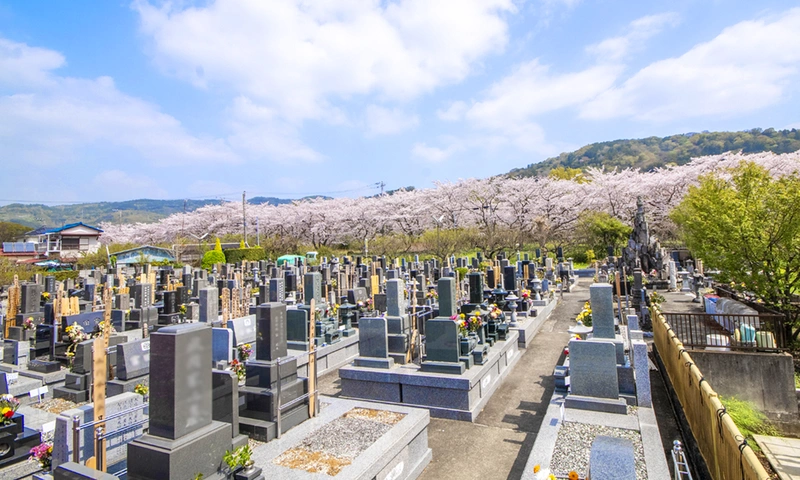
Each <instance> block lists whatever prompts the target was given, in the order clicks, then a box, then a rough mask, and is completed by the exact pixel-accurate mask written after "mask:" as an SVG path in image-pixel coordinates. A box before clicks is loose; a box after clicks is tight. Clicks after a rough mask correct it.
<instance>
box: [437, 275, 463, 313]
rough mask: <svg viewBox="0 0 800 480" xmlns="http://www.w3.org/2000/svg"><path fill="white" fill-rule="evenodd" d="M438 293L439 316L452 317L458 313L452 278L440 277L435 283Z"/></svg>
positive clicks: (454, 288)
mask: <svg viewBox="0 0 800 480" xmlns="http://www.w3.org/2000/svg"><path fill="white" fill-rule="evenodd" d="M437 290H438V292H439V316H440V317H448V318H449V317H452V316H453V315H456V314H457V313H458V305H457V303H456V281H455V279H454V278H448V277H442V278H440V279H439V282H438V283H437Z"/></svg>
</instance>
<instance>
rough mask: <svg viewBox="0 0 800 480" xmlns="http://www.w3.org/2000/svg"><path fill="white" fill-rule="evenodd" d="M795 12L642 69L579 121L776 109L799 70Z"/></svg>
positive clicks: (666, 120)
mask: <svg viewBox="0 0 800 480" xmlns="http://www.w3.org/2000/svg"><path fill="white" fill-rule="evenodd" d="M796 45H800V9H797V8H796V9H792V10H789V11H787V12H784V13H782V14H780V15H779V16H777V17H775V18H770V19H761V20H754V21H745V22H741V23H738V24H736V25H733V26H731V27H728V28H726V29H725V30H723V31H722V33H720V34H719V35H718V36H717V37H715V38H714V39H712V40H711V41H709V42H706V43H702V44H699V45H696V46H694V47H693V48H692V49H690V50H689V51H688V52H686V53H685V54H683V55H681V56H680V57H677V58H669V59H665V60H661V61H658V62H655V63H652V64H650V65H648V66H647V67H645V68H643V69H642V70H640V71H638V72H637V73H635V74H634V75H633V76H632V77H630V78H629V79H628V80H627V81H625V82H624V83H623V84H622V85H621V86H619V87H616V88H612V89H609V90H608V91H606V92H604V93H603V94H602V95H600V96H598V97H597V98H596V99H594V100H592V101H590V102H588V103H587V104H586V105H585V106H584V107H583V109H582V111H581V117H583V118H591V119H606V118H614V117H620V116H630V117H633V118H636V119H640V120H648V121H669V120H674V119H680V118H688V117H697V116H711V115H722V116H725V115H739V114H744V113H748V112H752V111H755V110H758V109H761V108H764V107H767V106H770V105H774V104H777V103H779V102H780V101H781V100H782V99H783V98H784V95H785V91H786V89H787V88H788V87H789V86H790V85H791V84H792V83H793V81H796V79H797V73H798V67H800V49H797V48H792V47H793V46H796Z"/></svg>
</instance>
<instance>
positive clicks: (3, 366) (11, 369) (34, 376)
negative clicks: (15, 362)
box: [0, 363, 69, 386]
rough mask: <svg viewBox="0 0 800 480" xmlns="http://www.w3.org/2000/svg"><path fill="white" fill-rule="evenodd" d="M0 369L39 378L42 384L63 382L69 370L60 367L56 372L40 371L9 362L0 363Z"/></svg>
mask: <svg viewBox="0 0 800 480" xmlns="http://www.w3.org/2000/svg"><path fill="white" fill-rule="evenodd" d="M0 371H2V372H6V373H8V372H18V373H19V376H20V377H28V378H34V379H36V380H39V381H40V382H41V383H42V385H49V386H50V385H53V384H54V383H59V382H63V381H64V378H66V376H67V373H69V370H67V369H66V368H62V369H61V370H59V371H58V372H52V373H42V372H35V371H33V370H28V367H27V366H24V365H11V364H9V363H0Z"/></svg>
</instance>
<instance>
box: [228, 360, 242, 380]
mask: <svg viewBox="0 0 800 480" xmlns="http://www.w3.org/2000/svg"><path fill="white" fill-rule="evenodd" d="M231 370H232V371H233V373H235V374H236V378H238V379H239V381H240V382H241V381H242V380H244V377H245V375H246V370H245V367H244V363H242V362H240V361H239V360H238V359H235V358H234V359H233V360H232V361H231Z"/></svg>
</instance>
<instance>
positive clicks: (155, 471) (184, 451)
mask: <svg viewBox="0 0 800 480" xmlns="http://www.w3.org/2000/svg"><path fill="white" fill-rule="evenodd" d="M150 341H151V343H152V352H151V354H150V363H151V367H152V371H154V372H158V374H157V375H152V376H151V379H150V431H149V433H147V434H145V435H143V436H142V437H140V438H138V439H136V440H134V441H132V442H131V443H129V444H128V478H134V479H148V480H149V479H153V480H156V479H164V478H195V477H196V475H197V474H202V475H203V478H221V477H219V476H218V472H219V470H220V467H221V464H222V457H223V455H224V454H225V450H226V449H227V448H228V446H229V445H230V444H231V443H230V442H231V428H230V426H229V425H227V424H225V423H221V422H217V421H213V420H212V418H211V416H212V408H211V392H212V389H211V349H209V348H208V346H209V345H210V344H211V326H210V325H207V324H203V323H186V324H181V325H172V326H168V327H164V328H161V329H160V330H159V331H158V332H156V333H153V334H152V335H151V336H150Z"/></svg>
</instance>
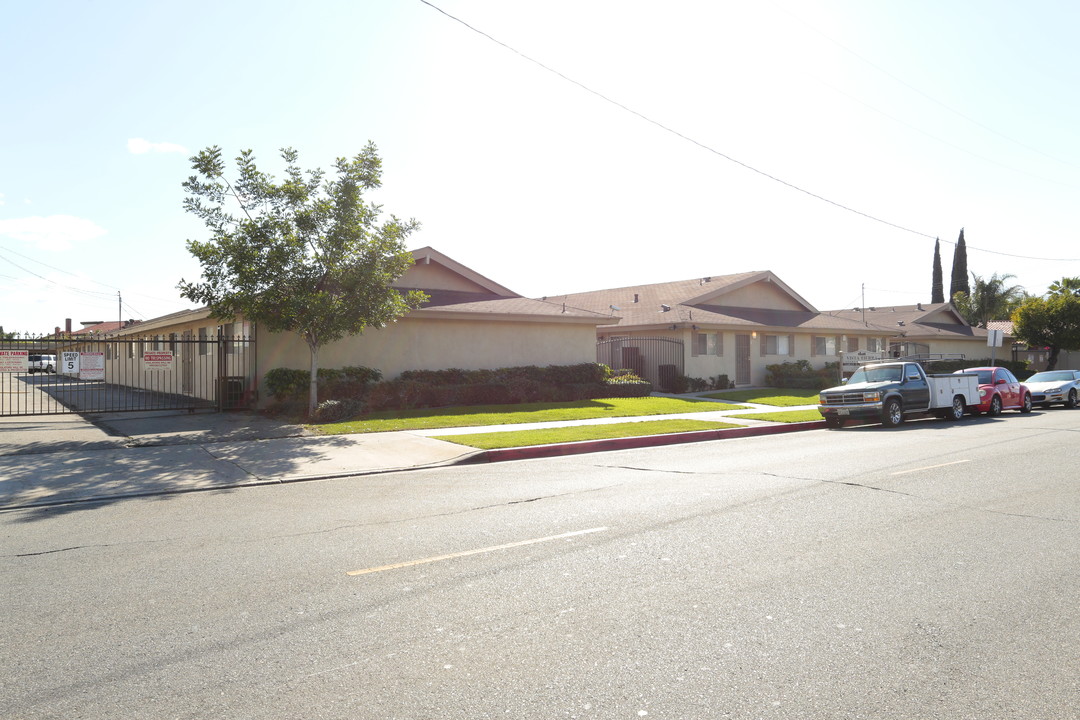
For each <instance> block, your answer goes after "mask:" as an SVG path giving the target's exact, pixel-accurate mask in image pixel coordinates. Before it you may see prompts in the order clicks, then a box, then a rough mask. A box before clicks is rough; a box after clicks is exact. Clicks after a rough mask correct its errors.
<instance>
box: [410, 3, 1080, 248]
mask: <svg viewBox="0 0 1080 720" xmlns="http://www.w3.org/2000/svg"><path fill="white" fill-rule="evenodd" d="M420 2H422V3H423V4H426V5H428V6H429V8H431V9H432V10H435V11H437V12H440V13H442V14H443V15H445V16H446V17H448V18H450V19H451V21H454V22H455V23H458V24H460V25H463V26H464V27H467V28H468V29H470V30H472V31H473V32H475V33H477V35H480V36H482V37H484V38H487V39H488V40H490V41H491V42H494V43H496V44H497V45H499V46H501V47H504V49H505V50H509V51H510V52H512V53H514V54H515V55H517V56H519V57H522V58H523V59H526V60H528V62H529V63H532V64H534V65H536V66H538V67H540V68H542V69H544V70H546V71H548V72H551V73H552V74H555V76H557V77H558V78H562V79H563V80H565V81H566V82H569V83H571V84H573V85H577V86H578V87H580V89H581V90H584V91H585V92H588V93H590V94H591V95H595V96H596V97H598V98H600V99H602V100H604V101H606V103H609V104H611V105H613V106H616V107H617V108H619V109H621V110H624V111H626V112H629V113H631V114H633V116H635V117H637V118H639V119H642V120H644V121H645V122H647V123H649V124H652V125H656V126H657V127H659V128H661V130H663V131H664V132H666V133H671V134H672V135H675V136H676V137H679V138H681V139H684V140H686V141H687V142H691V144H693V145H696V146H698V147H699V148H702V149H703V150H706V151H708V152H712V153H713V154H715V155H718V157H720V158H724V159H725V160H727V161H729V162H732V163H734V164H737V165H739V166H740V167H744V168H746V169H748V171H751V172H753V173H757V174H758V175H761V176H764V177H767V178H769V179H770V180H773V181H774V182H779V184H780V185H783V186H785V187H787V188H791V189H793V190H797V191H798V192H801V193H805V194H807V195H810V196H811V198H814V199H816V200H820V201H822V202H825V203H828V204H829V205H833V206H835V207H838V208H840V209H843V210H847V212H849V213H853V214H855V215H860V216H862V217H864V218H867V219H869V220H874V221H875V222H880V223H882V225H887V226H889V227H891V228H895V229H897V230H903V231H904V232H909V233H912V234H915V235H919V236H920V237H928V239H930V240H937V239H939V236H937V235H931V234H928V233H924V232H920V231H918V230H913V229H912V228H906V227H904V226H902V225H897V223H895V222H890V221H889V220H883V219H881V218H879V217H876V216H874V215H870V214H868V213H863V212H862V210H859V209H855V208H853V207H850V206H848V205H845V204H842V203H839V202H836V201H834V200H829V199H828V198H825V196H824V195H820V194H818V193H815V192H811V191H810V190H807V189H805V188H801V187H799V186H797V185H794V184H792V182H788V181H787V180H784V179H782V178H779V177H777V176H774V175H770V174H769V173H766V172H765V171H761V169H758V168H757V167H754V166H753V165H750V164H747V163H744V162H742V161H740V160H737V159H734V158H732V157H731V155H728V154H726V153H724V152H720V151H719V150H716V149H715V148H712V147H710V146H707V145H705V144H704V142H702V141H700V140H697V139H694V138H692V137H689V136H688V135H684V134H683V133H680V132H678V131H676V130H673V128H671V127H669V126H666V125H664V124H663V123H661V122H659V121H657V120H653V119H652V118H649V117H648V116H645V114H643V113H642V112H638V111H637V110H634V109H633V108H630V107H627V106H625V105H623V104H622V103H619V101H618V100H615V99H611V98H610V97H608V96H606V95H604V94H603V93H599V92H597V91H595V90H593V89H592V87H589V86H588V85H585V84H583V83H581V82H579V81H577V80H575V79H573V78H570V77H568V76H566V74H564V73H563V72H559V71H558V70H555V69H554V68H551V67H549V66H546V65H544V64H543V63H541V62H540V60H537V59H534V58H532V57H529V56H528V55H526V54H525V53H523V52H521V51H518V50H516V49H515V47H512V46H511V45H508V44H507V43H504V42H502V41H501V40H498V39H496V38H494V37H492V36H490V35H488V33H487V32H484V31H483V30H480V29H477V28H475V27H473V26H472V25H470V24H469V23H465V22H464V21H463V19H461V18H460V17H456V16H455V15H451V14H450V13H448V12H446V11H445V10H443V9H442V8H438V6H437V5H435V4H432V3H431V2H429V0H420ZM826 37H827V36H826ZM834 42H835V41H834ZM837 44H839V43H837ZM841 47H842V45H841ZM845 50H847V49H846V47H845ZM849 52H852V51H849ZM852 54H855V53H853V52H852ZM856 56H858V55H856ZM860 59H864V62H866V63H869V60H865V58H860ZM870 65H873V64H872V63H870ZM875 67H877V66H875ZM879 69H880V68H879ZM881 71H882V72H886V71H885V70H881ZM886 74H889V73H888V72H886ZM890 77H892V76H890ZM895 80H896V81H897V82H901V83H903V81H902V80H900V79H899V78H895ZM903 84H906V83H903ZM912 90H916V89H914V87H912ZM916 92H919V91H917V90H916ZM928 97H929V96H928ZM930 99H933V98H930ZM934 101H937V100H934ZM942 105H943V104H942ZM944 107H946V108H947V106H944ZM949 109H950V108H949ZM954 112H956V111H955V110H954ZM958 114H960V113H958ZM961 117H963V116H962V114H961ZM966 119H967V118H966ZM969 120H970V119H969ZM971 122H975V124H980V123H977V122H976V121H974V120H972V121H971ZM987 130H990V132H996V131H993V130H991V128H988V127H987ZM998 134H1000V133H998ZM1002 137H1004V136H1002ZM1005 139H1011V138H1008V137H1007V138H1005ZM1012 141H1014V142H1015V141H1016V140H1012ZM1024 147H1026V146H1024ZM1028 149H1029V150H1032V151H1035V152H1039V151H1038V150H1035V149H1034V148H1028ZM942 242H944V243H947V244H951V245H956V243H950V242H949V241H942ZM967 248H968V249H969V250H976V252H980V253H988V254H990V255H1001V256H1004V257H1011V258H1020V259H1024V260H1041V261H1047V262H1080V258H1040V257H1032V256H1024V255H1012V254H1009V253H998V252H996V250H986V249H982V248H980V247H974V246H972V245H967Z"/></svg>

• [TASK]:
Please pull out every line of the items above that contains the word "positive", and list each one in full.

• [SOLVED PROBLEM]:
positive clicks: (454, 288)
positive clicks: (666, 120)
positive clicks: (3, 366) (11, 369) (34, 376)
positive clicks: (155, 471) (184, 451)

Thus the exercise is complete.